What you need to do = Can you return the records below word for word, starting at the line that contains "[locate] dry sand" and stopping after the line that contains "275], [221, 112]]"? Leave the pictures out of your answer.

Records for this exercise =
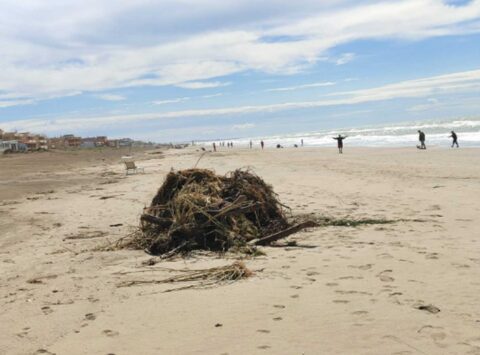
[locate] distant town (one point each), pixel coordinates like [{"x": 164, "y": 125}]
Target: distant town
[{"x": 13, "y": 142}]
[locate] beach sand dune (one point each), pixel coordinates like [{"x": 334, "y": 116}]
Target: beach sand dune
[{"x": 408, "y": 287}]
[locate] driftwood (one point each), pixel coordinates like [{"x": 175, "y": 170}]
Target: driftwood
[
  {"x": 163, "y": 222},
  {"x": 284, "y": 233}
]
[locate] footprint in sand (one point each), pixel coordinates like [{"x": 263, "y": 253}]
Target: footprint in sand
[
  {"x": 263, "y": 347},
  {"x": 90, "y": 316},
  {"x": 384, "y": 276},
  {"x": 110, "y": 333},
  {"x": 265, "y": 331},
  {"x": 360, "y": 313},
  {"x": 47, "y": 310}
]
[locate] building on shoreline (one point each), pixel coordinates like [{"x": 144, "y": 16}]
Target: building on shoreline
[{"x": 26, "y": 141}]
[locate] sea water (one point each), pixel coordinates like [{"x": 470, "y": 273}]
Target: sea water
[{"x": 390, "y": 135}]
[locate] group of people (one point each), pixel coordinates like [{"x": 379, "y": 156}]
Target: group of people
[
  {"x": 421, "y": 138},
  {"x": 340, "y": 138},
  {"x": 222, "y": 144}
]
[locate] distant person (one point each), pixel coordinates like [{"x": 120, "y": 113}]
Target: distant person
[
  {"x": 421, "y": 138},
  {"x": 339, "y": 140},
  {"x": 454, "y": 137}
]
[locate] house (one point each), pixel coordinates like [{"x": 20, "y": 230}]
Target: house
[{"x": 70, "y": 141}]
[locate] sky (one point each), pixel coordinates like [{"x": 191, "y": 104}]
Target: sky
[{"x": 178, "y": 70}]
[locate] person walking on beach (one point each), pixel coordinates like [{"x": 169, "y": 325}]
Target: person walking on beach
[
  {"x": 454, "y": 137},
  {"x": 421, "y": 138},
  {"x": 339, "y": 140}
]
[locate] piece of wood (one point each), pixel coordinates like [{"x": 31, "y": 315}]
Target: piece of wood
[
  {"x": 163, "y": 222},
  {"x": 284, "y": 233}
]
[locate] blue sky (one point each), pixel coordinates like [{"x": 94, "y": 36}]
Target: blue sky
[{"x": 203, "y": 69}]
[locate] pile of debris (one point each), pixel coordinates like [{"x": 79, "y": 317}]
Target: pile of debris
[{"x": 197, "y": 209}]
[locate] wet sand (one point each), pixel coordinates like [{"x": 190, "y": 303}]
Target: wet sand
[{"x": 354, "y": 290}]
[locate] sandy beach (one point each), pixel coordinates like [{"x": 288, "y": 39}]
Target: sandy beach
[{"x": 343, "y": 290}]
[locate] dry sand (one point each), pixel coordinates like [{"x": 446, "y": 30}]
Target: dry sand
[{"x": 354, "y": 291}]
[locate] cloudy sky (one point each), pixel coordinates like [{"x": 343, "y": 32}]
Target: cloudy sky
[{"x": 172, "y": 70}]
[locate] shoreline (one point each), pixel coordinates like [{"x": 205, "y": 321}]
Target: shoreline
[{"x": 355, "y": 290}]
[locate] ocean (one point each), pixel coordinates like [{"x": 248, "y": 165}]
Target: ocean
[{"x": 391, "y": 135}]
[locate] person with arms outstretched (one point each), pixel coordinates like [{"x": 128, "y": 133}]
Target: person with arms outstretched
[
  {"x": 454, "y": 137},
  {"x": 421, "y": 138},
  {"x": 339, "y": 140}
]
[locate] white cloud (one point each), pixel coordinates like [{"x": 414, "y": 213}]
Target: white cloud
[
  {"x": 170, "y": 101},
  {"x": 110, "y": 97},
  {"x": 305, "y": 86},
  {"x": 212, "y": 95},
  {"x": 345, "y": 58},
  {"x": 56, "y": 48},
  {"x": 202, "y": 84},
  {"x": 243, "y": 126},
  {"x": 425, "y": 87}
]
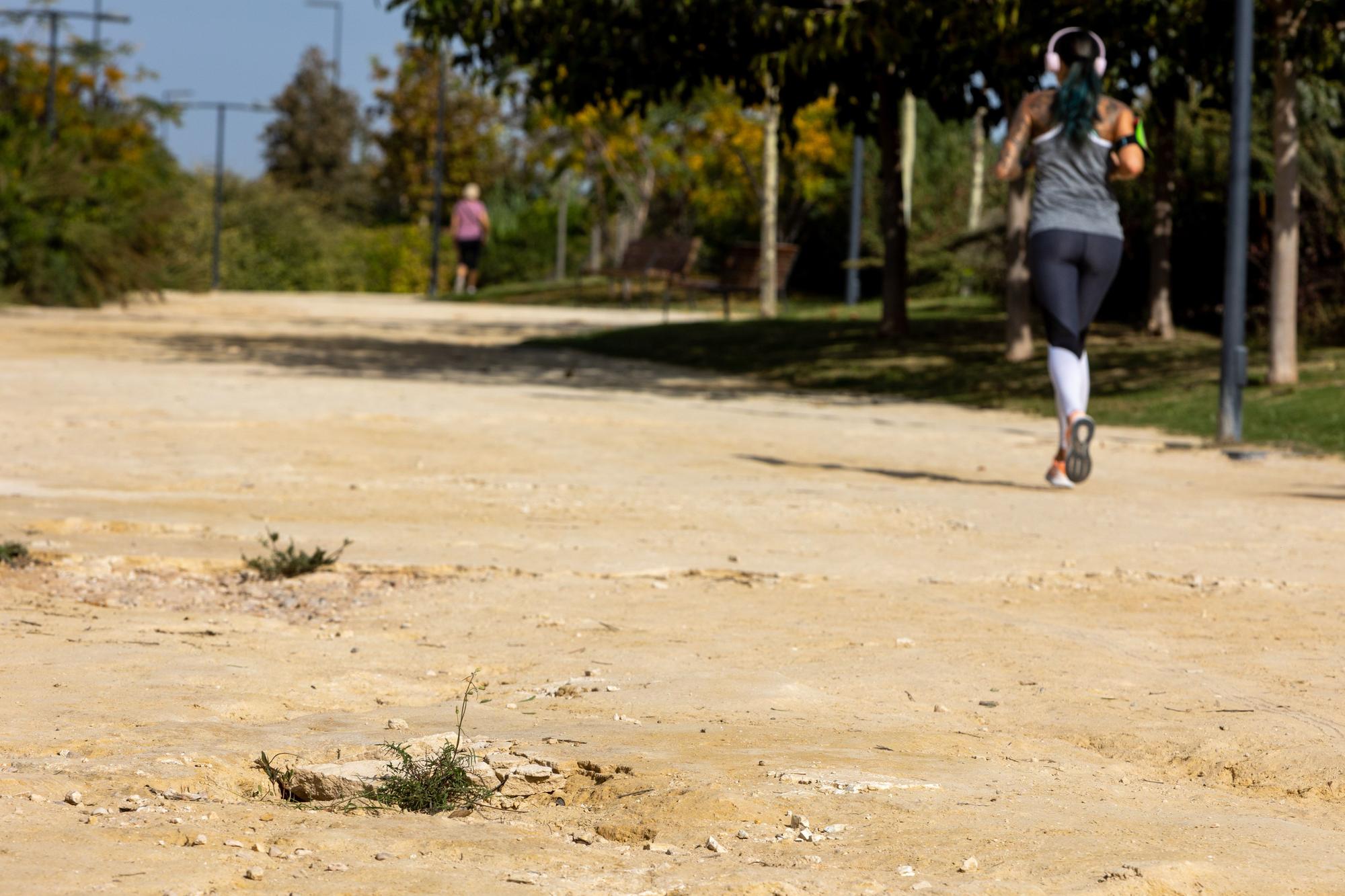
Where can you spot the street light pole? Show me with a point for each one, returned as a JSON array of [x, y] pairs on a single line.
[[54, 19], [336, 6], [438, 229], [1234, 361], [852, 275], [221, 112]]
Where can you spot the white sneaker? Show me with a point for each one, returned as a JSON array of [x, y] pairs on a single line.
[[1058, 477]]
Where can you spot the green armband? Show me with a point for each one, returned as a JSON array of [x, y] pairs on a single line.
[[1139, 139]]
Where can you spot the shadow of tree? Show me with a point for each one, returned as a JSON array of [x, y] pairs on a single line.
[[891, 474]]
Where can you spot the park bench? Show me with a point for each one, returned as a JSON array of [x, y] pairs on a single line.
[[742, 272], [661, 259]]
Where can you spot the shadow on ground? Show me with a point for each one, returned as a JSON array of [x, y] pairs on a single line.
[[891, 474]]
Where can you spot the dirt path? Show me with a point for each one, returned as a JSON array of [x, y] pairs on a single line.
[[871, 612]]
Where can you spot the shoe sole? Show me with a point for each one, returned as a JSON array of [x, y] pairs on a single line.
[[1078, 462]]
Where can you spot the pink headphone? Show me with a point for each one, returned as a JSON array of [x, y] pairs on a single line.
[[1054, 64]]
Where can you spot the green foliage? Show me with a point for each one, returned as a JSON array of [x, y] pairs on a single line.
[[438, 782], [310, 140], [14, 553], [407, 104], [290, 563], [280, 778], [85, 220]]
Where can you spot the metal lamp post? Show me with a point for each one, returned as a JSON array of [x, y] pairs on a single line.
[[221, 112], [54, 19], [337, 7], [1234, 361]]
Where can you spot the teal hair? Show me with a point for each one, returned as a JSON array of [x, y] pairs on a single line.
[[1075, 108]]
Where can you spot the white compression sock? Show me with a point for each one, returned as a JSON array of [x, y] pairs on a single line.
[[1070, 377], [1086, 382]]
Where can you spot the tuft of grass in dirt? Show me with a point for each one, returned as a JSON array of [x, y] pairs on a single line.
[[438, 782], [15, 553], [282, 779], [290, 563], [956, 354]]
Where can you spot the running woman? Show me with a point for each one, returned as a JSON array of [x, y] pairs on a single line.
[[470, 227], [1079, 140]]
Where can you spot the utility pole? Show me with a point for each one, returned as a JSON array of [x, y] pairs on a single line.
[[54, 19], [221, 112], [438, 229], [336, 6], [1234, 361], [852, 275]]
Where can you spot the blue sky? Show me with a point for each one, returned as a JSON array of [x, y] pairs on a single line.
[[239, 50]]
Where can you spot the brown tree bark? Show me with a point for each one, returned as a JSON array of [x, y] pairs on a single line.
[[1284, 274], [978, 170], [1019, 280], [1164, 146], [892, 214], [770, 201]]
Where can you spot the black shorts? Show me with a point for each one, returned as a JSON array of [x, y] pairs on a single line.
[[1071, 275], [470, 253]]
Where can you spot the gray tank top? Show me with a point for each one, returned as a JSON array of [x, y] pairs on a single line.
[[1073, 192]]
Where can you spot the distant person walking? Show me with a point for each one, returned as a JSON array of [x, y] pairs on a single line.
[[470, 227], [1079, 140]]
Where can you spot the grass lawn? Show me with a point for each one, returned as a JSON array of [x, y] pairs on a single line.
[[956, 354]]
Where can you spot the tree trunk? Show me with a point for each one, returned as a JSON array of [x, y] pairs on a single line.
[[909, 154], [1161, 237], [978, 170], [770, 201], [1284, 272], [892, 216], [1019, 283], [563, 225]]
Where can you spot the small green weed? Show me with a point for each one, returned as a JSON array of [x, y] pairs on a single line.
[[280, 778], [14, 553], [439, 782], [289, 563]]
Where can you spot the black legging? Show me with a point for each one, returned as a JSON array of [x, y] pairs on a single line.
[[1071, 275]]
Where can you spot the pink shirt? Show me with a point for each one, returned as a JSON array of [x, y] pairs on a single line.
[[470, 214]]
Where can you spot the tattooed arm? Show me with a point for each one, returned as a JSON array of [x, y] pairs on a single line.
[[1129, 162], [1016, 154]]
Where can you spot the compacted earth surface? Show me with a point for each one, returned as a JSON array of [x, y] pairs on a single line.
[[727, 639]]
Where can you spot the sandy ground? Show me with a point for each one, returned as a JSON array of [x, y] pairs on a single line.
[[871, 612]]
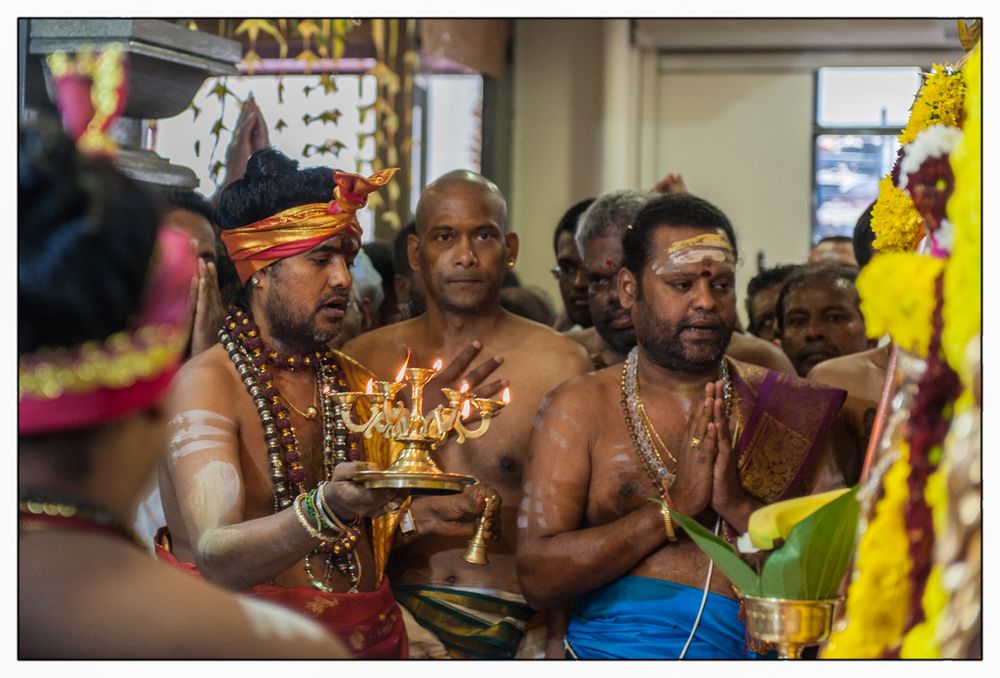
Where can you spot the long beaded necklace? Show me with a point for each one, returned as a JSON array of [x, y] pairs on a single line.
[[640, 427], [254, 361], [36, 513]]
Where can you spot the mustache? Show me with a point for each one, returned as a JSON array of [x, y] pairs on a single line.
[[707, 320], [339, 299]]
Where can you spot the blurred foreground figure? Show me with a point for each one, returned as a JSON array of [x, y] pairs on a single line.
[[104, 302]]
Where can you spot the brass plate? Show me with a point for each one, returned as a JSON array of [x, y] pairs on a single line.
[[416, 483]]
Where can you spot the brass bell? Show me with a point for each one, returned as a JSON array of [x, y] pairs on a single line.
[[475, 553]]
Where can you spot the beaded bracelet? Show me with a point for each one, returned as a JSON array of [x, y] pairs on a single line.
[[329, 513], [310, 530]]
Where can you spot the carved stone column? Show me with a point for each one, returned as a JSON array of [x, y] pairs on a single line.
[[167, 65]]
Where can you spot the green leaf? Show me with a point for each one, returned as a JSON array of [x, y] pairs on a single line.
[[813, 560], [220, 91], [328, 83], [727, 560]]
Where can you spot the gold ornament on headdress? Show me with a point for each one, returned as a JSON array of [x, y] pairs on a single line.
[[106, 72]]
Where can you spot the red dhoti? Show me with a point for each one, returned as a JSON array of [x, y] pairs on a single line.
[[369, 622]]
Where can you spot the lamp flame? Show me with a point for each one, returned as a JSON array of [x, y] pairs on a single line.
[[402, 370]]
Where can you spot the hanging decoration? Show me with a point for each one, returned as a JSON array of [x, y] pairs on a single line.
[[918, 550]]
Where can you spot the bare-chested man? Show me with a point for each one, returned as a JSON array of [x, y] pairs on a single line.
[[462, 249], [255, 483], [103, 317], [715, 437]]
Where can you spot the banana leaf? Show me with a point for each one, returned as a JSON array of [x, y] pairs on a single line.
[[811, 563], [727, 560]]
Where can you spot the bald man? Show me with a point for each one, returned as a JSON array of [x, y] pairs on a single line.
[[462, 249]]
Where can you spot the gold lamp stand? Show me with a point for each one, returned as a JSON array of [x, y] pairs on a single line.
[[420, 434], [791, 625]]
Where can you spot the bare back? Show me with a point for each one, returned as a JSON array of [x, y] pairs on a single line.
[[536, 359], [111, 600]]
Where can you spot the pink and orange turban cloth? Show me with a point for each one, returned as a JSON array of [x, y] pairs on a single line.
[[299, 229]]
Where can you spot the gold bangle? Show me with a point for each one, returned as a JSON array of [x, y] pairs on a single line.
[[330, 513], [668, 524], [312, 531]]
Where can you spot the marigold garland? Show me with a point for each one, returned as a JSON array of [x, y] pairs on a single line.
[[939, 102], [897, 297], [878, 598], [896, 223], [963, 275]]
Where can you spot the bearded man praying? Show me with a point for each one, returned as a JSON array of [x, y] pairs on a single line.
[[712, 436]]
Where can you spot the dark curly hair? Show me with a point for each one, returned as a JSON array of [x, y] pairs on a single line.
[[86, 234], [672, 209], [273, 183]]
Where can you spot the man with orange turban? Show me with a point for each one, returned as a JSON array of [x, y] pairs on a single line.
[[256, 480]]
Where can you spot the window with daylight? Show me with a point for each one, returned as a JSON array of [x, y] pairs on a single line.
[[859, 114]]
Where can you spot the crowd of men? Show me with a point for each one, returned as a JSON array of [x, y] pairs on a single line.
[[642, 386]]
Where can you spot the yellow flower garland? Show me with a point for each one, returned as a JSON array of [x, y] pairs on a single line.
[[962, 313], [878, 598], [938, 102], [897, 297], [962, 316], [897, 225]]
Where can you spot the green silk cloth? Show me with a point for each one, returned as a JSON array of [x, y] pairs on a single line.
[[470, 624]]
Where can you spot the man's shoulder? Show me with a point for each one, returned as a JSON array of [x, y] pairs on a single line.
[[210, 373], [837, 372], [757, 351], [543, 338], [394, 338], [210, 364], [590, 388], [755, 376]]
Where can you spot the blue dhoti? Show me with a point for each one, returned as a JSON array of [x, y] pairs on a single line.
[[644, 618]]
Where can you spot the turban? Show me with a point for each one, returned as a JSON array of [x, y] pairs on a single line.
[[299, 229]]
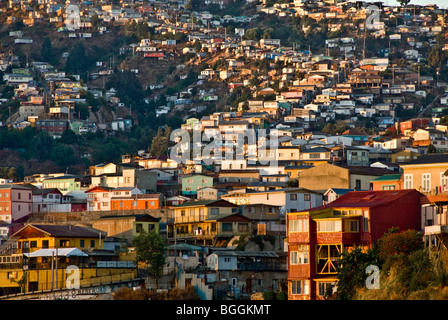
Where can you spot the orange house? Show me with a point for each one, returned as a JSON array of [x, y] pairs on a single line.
[[388, 182], [137, 202]]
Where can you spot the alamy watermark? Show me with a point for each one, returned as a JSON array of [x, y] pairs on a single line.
[[73, 19], [374, 18]]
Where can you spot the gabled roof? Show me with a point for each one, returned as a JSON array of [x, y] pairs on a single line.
[[367, 199], [389, 177], [46, 191], [64, 252], [68, 231], [338, 191]]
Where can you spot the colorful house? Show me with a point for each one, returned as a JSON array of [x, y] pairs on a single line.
[[16, 202], [37, 258], [137, 202], [318, 236], [127, 226], [211, 222], [191, 184]]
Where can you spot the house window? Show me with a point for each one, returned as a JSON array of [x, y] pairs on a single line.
[[365, 221], [426, 182], [351, 225], [325, 287], [329, 226], [408, 181], [294, 257], [64, 243], [243, 227], [300, 287], [299, 225], [443, 182], [301, 256], [358, 184]]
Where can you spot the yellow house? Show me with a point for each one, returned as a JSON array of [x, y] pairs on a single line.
[[212, 222], [427, 174], [127, 226], [39, 236], [37, 257]]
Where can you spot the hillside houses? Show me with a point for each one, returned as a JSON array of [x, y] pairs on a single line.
[[295, 154]]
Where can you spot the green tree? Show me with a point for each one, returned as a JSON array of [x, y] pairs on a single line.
[[151, 251], [431, 149], [403, 2], [252, 34], [159, 144], [47, 50], [396, 242], [78, 61], [351, 270]]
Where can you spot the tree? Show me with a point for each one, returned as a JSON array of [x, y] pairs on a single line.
[[151, 251], [47, 50], [192, 5], [403, 2], [159, 144], [77, 61], [396, 242], [352, 271], [431, 149]]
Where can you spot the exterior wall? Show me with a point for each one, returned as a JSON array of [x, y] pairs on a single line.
[[89, 276], [62, 184], [116, 227], [387, 185], [133, 204], [63, 242], [364, 181], [191, 184], [323, 177], [436, 186]]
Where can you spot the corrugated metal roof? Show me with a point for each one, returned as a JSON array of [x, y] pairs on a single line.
[[60, 252]]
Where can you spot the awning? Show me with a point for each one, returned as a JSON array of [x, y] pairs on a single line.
[[60, 252]]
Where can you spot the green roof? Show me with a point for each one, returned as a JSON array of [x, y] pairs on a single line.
[[388, 177]]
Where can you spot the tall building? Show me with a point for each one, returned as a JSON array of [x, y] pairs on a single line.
[[318, 236]]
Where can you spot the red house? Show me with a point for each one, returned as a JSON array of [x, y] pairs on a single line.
[[317, 236]]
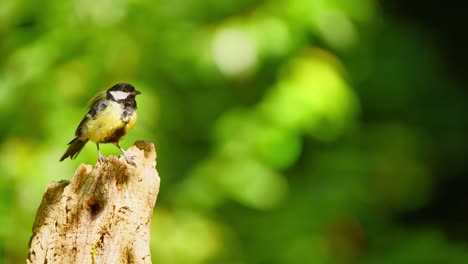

Task solution =
[locate] dry sand (one point each), pixel coordinates like [{"x": 446, "y": 30}]
Target: dry sand
[{"x": 354, "y": 291}]
[locate] cloudy sky (one point each), pixel coordinates like [{"x": 343, "y": 32}]
Target: cloudy sky
[{"x": 172, "y": 70}]
[locate] shoreline (one point each), pixel coordinates like [{"x": 205, "y": 321}]
Target: shoreline
[{"x": 355, "y": 290}]
[locate] ocean (one point each), pixel coordinates like [{"x": 248, "y": 165}]
Target: ocean
[{"x": 391, "y": 135}]
[locate] person with arms outstretched (one point each), pixel coordinates like [{"x": 128, "y": 133}]
Target: person with arms outstretched
[
  {"x": 454, "y": 137},
  {"x": 421, "y": 138},
  {"x": 339, "y": 140}
]
[locate] white cloud (one point each), pixel coordinates like [{"x": 414, "y": 213}]
Target: white cloud
[
  {"x": 170, "y": 101},
  {"x": 110, "y": 97},
  {"x": 305, "y": 86},
  {"x": 212, "y": 95},
  {"x": 345, "y": 58},
  {"x": 56, "y": 48},
  {"x": 202, "y": 84},
  {"x": 243, "y": 126},
  {"x": 425, "y": 87}
]
Where can you spot the street light pole? Show me with a point for each one, returned as a JSON array of [x, y] pairs on a single line.
[[54, 19], [336, 6], [438, 229], [1234, 361], [852, 275], [221, 112]]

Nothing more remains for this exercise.